= What you will do =
Put everything from the row containing "boy in white" down to the final row below, both included, into a JSON list of strings with one string per line and blank lines omitted.

= Extracted information =
▬▬▬

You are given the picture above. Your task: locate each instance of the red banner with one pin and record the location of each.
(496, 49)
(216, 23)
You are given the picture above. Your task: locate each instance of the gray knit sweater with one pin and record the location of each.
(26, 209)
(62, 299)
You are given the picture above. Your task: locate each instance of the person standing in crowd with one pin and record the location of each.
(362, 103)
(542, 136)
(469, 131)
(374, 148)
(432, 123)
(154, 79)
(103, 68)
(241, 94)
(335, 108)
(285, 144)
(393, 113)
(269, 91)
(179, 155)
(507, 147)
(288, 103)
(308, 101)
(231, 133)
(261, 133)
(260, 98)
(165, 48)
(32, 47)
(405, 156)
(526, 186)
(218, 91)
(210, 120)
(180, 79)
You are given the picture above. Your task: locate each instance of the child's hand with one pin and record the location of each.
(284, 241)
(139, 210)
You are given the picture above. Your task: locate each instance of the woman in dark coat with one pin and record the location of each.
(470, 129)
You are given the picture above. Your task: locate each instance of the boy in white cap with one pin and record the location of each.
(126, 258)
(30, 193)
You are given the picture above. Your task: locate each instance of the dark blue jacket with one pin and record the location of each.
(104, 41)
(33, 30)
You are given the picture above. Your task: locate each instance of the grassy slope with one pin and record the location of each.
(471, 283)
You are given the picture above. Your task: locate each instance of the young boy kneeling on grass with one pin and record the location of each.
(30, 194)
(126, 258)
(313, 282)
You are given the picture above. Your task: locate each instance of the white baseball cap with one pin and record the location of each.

▬▬▬

= Exercise result =
[
  "You are given the picture above. Your task: locate each instance of the boy in white cap with one pin and record the location of each.",
  "(126, 258)",
  "(30, 193)",
  "You are given the picture above. Your task: locate each instance of the dark blue jacket with one pin and record the location of each.",
  "(104, 41)",
  "(33, 30)",
  "You are given the picture above. Your task: locate each instance of the grassy slope with one pin and record the location of each.",
  "(471, 283)",
  "You are given the picture above. Your task: locate each instance of the young boy kneeling on grass with one pin and record the location of each.",
  "(30, 194)",
  "(126, 258)",
  "(313, 282)",
  "You are given the picture above. Your task: locate each instance of the white baseball cap with one pin and record the location of each."
]